\begin{theorem}\label{thm:thm1}
The sectional curvature operator $\Pi\mapsto K(\Pi)$ completely determines the Riemann curvature tensor.
\end{theorem}
In fact, a more general result is true. Recall the Riemann $(1,3)$-curvature tensor $R\colon TM\otimes TM\otimes TM\to TM$ satisfies
\begin{align}
(x,y,z,t)+(y,z,x,t)+(z,x,y,t)&=0\quad\text{First Bianchi identity}\label{eqn:bianchi}\\
(x,y,z,t)+(y,x,z,t)&=0\label{eqn:anti}\\
(x,y,z,t)-(z,t,x,y)&=0,\label{eqn:symm}
\end{align}
where $(x,y,z,t):=g(R(x,y,z),t)$, and the sectional curvature is defined by
\begin{equation}
K(\Pi=\SPAN\{x,y\})=\frac{g(R(x,y,x),y)}{g(x,x)g(y,y)-g(x,y)^2}.\label{eqn:sectcurv}
\end{equation}
Thus Theorem~\ref{thm:thm1} is implied by
\begin{theorem}\label{thm:thm2}
Let $V$ be a real inner product space, with inner product $\langle-,-\rangle$. Let $R$ and $R'$ be linear maps $V^{\otimes 3}\to V$. Suppose $R$ and $R'$ satisfies
\begin{itemize}
\item Equations \eqref{eqn:bianchi},\eqref{eqn:anti},\eqref{eqn:symm}, and
\item $K(\sigma)=K'(\sigma)$ for all $2$-planes $\sigma$, where $K,K'$ are defined by \eqref{eqn:sectcurv} using $\langle -,-\rangle$ in \PMlinkescapetext{place} of $g(-,-)$.
\end{itemize}
Then $R=R'$.
\end{theorem}
Write
\begin{align*}
(x,y,z,t)&:=\langle R(x,y,z),t\rangle\\
(x,y,z,t)'&:=\langle R'(x,y,z),t\rangle.
\end{align*}
\begin{proof}[Proof of Theorem~\ref{thm:thm2}]
We need to prove, for all $x,y,z,t\in V$,
\[
(x,y,z,t)=(x,y,z,t)'.
------------------------------------
• **Prompt 1**
According to the text on sectional curvature, what does the sectional curvature operator $\Pi\mapsto K(\Pi)$ completely determine?
• **Prompt 2**
Continue the text on sectional curvature from the point where it stops.

• **Stored rows**
------------------------------------
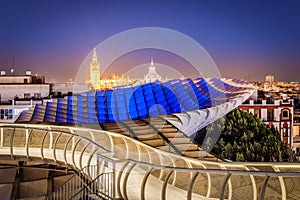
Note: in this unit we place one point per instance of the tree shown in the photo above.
(246, 138)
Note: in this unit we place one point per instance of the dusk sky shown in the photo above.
(246, 39)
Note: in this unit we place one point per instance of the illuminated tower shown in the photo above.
(152, 74)
(95, 71)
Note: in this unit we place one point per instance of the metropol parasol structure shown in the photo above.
(136, 143)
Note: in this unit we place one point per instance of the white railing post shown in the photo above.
(2, 137)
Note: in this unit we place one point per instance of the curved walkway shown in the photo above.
(144, 172)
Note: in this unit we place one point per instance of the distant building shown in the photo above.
(95, 72)
(152, 75)
(278, 113)
(20, 92)
(67, 89)
(270, 79)
(22, 87)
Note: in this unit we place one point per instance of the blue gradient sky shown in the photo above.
(246, 39)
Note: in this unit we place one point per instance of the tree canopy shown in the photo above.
(244, 137)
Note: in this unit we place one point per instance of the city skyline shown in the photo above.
(246, 40)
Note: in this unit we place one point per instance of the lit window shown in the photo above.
(285, 113)
(270, 115)
(285, 131)
(256, 113)
(27, 95)
(37, 95)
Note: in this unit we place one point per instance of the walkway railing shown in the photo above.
(128, 169)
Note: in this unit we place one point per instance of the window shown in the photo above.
(256, 113)
(270, 115)
(285, 113)
(37, 95)
(6, 114)
(27, 95)
(285, 131)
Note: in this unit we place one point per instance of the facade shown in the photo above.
(278, 113)
(152, 75)
(67, 89)
(22, 87)
(270, 79)
(95, 72)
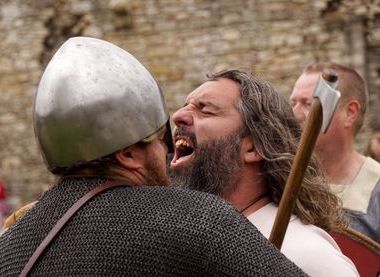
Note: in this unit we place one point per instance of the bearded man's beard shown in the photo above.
(213, 168)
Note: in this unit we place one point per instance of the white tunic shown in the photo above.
(308, 246)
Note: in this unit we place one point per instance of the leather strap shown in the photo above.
(63, 220)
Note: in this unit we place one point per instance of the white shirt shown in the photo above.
(308, 246)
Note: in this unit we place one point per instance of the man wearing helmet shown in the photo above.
(101, 123)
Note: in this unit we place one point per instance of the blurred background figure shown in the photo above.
(373, 148)
(4, 206)
(354, 177)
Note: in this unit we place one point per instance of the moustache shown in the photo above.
(182, 131)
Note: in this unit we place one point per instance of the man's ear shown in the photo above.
(352, 112)
(127, 158)
(249, 152)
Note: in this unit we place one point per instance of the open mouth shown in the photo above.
(184, 150)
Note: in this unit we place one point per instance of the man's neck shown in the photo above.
(342, 165)
(245, 192)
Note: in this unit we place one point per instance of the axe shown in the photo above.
(320, 115)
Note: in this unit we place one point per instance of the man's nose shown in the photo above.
(182, 117)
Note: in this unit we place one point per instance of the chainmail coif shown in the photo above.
(140, 231)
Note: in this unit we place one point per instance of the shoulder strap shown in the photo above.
(63, 220)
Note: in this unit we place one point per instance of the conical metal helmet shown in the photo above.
(93, 99)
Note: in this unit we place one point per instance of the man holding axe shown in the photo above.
(353, 177)
(236, 137)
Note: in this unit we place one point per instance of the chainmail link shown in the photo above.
(140, 231)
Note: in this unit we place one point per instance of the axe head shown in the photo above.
(328, 96)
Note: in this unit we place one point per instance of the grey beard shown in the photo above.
(214, 167)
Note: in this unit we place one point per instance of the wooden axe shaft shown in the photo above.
(301, 160)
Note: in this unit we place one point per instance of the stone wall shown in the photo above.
(179, 41)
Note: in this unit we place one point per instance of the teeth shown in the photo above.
(181, 142)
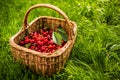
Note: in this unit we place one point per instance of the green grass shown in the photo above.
(96, 53)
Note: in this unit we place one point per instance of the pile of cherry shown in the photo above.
(41, 41)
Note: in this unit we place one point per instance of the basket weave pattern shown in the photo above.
(44, 63)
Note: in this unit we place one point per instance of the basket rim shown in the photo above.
(54, 54)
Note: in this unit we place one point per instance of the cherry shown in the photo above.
(21, 43)
(43, 48)
(41, 41)
(32, 47)
(50, 47)
(45, 41)
(50, 42)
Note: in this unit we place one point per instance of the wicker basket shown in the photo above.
(44, 63)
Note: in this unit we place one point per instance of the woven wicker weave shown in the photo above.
(44, 63)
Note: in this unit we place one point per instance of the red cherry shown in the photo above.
(50, 42)
(50, 32)
(21, 43)
(40, 43)
(45, 41)
(53, 50)
(63, 42)
(27, 40)
(32, 40)
(44, 33)
(48, 36)
(50, 47)
(43, 48)
(32, 47)
(54, 46)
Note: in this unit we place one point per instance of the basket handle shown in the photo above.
(47, 6)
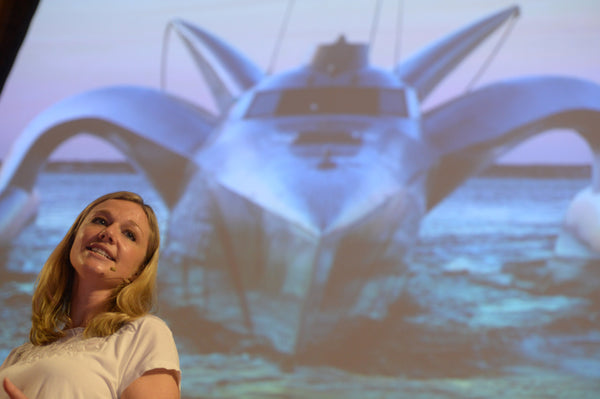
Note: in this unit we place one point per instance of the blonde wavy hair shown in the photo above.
(51, 302)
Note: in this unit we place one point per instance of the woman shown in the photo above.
(91, 334)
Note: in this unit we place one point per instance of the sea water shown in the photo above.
(483, 314)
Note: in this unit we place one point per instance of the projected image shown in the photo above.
(337, 219)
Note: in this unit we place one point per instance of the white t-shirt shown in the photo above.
(97, 367)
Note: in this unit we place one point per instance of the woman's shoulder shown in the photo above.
(148, 324)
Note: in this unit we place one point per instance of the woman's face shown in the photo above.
(110, 245)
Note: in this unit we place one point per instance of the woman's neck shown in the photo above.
(87, 303)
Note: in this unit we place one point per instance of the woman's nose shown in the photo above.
(107, 234)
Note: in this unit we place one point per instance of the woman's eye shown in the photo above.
(130, 235)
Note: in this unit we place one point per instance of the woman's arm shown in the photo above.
(156, 384)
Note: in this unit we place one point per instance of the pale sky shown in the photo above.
(73, 46)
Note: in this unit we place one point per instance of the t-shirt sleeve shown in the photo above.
(148, 347)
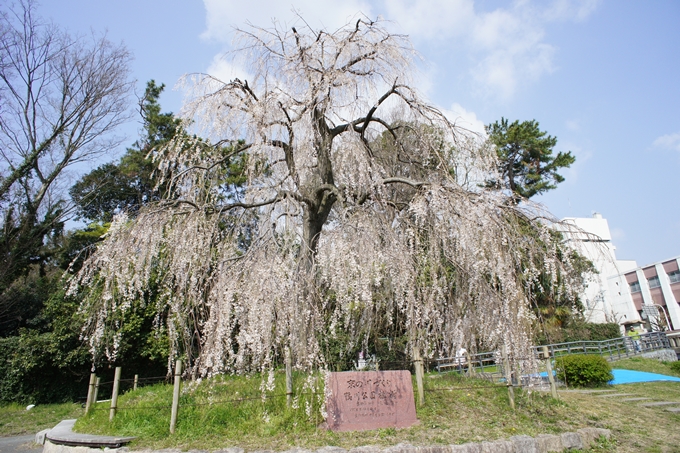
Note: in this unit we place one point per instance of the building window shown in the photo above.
(654, 282)
(674, 277)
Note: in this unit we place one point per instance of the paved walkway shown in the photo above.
(20, 444)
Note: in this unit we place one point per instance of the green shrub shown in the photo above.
(584, 370)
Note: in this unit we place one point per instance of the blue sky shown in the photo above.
(601, 76)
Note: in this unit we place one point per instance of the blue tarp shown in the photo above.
(630, 377)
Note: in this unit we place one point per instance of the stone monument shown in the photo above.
(364, 400)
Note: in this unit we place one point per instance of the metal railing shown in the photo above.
(614, 349)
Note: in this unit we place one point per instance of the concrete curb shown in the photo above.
(543, 443)
(63, 435)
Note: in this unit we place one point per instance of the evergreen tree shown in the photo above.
(526, 164)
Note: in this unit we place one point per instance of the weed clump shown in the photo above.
(584, 370)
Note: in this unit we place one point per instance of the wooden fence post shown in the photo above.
(175, 396)
(548, 366)
(114, 395)
(508, 377)
(90, 392)
(96, 391)
(418, 365)
(289, 377)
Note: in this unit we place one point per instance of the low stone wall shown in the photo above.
(543, 443)
(666, 355)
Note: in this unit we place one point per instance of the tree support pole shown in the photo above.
(114, 394)
(508, 377)
(418, 365)
(289, 377)
(548, 366)
(90, 392)
(175, 396)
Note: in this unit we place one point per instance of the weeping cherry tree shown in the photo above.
(364, 209)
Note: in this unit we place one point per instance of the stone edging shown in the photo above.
(543, 443)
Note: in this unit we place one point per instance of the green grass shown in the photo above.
(15, 420)
(229, 411)
(649, 365)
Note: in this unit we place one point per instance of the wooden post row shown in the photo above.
(548, 366)
(114, 395)
(508, 377)
(418, 365)
(289, 377)
(90, 392)
(175, 396)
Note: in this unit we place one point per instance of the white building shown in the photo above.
(649, 295)
(622, 292)
(592, 239)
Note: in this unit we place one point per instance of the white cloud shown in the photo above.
(227, 70)
(222, 16)
(506, 47)
(669, 141)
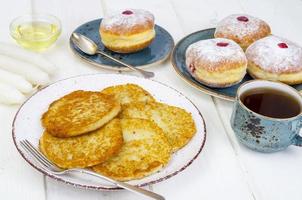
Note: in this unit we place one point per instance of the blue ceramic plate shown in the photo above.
(158, 51)
(179, 64)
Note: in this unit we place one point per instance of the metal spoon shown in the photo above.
(89, 47)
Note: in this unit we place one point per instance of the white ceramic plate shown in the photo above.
(27, 125)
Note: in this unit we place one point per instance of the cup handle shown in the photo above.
(298, 139)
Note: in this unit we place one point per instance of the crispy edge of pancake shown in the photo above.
(56, 123)
(111, 133)
(129, 93)
(155, 141)
(177, 123)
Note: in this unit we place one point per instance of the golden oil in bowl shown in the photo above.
(35, 32)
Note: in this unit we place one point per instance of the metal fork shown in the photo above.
(50, 166)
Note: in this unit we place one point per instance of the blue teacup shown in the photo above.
(263, 133)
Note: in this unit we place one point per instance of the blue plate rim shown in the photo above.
(189, 81)
(121, 68)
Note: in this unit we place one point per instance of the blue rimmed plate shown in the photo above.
(158, 51)
(179, 64)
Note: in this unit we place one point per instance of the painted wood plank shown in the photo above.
(17, 179)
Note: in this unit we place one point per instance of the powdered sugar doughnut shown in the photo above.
(276, 59)
(128, 30)
(216, 62)
(243, 29)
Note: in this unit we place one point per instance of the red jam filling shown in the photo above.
(283, 45)
(127, 12)
(243, 19)
(222, 44)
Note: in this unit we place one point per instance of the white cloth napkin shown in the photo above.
(20, 72)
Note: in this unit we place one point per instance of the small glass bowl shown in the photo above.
(36, 32)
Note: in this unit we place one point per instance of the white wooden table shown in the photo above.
(225, 169)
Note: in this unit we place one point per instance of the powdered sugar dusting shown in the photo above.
(231, 25)
(209, 51)
(117, 19)
(267, 54)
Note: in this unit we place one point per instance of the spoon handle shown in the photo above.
(146, 74)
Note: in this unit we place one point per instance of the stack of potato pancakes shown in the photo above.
(120, 132)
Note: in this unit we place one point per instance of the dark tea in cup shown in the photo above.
(271, 103)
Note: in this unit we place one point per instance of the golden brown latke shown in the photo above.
(79, 112)
(84, 150)
(128, 93)
(146, 150)
(176, 123)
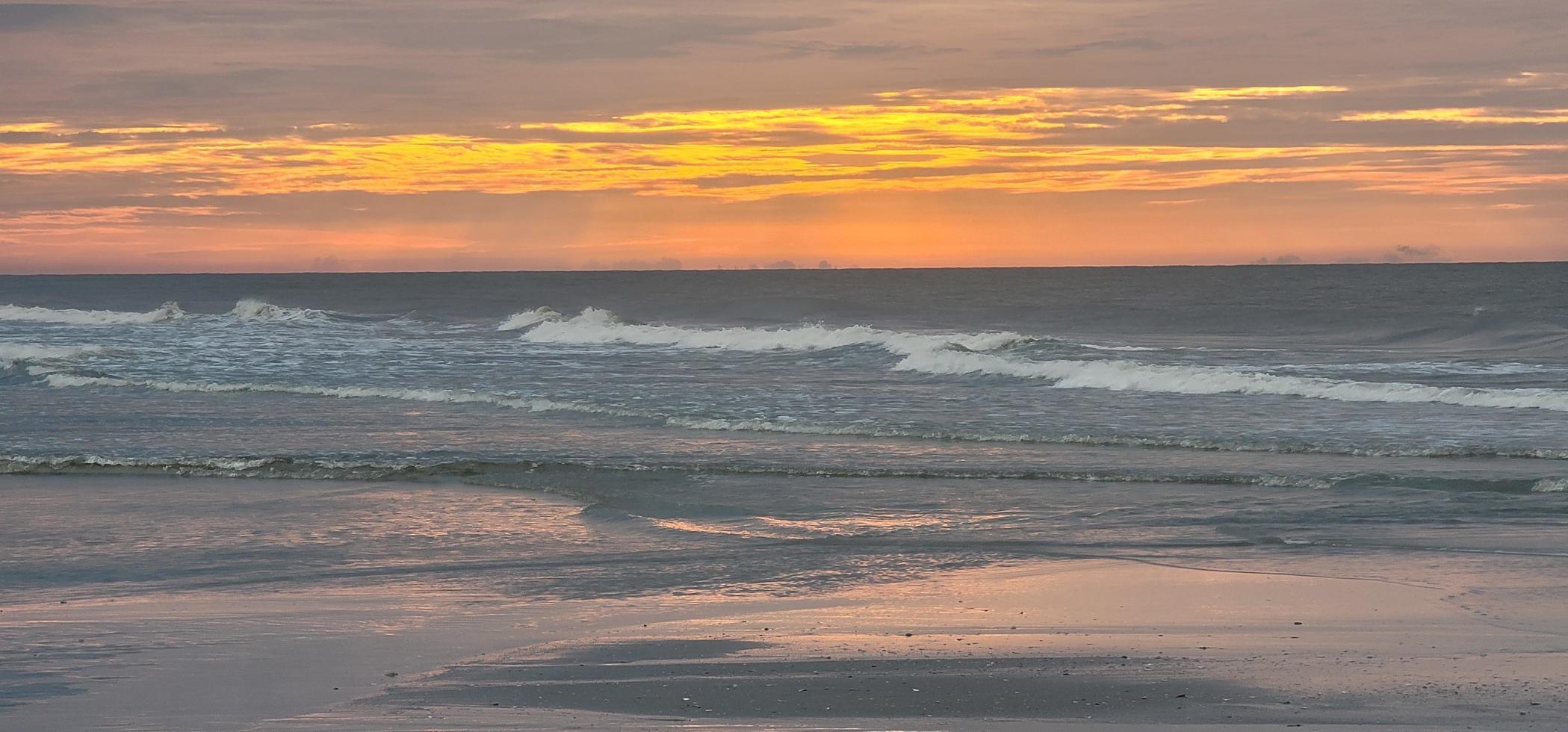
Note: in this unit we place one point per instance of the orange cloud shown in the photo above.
(1460, 115)
(920, 140)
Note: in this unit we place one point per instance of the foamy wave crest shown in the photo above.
(603, 326)
(13, 353)
(1551, 486)
(259, 311)
(353, 392)
(168, 311)
(519, 320)
(866, 430)
(1134, 376)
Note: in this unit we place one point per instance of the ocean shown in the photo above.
(775, 430)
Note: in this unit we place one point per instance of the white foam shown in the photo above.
(603, 326)
(1159, 378)
(11, 353)
(518, 322)
(259, 311)
(967, 355)
(168, 311)
(352, 392)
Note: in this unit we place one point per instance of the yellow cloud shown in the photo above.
(917, 140)
(1460, 115)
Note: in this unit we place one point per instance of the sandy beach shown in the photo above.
(1361, 639)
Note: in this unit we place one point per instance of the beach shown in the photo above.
(784, 499)
(1325, 642)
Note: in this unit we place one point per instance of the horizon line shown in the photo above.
(786, 268)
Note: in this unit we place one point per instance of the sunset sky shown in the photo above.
(292, 135)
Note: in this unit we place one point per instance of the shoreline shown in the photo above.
(1316, 637)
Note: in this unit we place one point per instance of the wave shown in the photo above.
(603, 326)
(13, 353)
(863, 430)
(1137, 376)
(549, 475)
(352, 392)
(974, 355)
(786, 425)
(267, 312)
(168, 311)
(518, 322)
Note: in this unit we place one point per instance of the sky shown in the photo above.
(291, 135)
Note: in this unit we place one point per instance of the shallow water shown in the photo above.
(877, 422)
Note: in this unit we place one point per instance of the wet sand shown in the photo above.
(1074, 643)
(1318, 639)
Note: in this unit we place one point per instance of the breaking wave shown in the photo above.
(435, 395)
(527, 319)
(603, 326)
(863, 430)
(168, 311)
(259, 311)
(976, 355)
(13, 353)
(545, 474)
(794, 425)
(1135, 376)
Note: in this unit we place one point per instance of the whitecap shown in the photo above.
(168, 311)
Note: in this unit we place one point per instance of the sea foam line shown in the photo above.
(790, 425)
(974, 355)
(1159, 378)
(14, 353)
(603, 326)
(168, 311)
(433, 395)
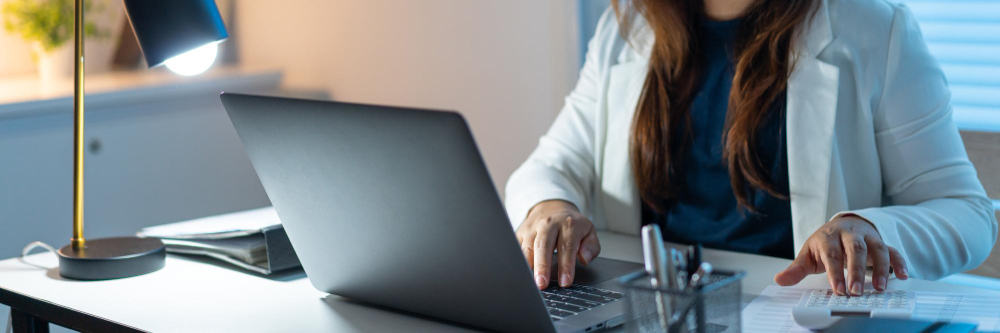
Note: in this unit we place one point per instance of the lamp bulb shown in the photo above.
(195, 61)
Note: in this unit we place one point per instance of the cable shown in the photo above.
(24, 252)
(32, 246)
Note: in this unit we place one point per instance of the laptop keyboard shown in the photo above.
(565, 302)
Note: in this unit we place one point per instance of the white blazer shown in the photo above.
(869, 131)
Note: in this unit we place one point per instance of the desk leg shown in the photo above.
(26, 323)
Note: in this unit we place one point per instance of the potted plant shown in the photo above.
(47, 26)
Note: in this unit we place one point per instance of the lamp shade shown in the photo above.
(168, 28)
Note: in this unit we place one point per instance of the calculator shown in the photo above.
(820, 308)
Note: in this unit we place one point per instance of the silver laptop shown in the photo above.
(395, 207)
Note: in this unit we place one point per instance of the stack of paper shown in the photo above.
(252, 239)
(772, 310)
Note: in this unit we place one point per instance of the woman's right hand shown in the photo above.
(557, 224)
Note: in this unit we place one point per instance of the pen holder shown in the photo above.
(714, 307)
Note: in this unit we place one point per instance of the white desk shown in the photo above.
(200, 296)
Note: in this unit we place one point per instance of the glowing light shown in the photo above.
(195, 61)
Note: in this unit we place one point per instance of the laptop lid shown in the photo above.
(392, 206)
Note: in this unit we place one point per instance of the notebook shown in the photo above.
(252, 239)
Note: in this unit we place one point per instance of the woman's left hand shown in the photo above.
(847, 238)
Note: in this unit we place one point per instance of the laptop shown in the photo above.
(395, 207)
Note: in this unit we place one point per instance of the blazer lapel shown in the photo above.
(620, 197)
(811, 114)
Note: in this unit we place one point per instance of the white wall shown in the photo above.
(506, 65)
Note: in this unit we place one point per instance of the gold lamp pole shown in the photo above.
(118, 257)
(77, 241)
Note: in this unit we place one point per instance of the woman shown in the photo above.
(816, 127)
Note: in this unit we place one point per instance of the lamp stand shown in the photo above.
(108, 258)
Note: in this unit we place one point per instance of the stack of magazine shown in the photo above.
(253, 239)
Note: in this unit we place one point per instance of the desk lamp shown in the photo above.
(181, 34)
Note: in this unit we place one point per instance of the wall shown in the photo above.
(506, 65)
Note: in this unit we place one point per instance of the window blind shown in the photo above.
(964, 35)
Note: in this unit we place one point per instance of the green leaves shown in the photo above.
(48, 22)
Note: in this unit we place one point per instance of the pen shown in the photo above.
(655, 262)
(694, 258)
(700, 276)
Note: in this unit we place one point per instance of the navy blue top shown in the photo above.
(707, 211)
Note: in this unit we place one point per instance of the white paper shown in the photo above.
(772, 310)
(219, 226)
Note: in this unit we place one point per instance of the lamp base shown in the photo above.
(112, 258)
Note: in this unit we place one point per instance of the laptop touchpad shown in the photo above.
(598, 271)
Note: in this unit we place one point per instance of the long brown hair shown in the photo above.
(763, 63)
------------------------------------
• **Written reply 1**
The Riemann curvature tensor.

• **Written reply 2**
\]
From $K=K'$, we get $(x,y,x,y)=(x,y,x,y)'$ for all $x,y\in V$. The first step is to use polarization identity to change this quadratic form (in $x$) into its associated symmetric bilinear form. Expand $(x+z,y,x+z,y)=(x+z,y,x+z,y)'$ and use \eqref{eqn:symm}, we get
\[
(x,y,x,y)+2(x,y,z,y)+(z,y,z,y)=(x,y,x,y)'+2(x,y,z,y)'+(z,y,z,y)'.
\]
So $(x,y,z,y)=(x,y,z,y)'$ for all $x,y,z\in V$.
Unfortunately, the form $(x,y,z,t)$ is not symmetric in $y$ and $t$, so we need to work harder. Expand $(x,y+t,z,y+t)=(x,y+t,z,y+t)'$, we get
\[
(x,y,z,t)+(x,t,z,y)=(x,y,z,t)'+(x,t,z,y)'.
\]
Now use \eqref{eqn:anti} and \eqref{eqn:symm}, we get
\begin{align*}
(x,y,z,t)-(x,y,z,t)'&=(x,t,z,y)'-(x,t,z,y)\\
&=(z,y,x,t)'-(z,y,x,t)\\
&=(y,z,x,t)-(y,z,x,t)'.
\end{align*}
So $(x,y,z,t)-(x,y,z,t)'$ is invariant under cyclic permutation of $x,y,z$. But the cyclic sum is zero by \eqref{eqn:bianchi}. So
\[
(x,y,z,t)=(x,y,z,t)'\quad\forall x,y,z,t\in V
\]
as desired.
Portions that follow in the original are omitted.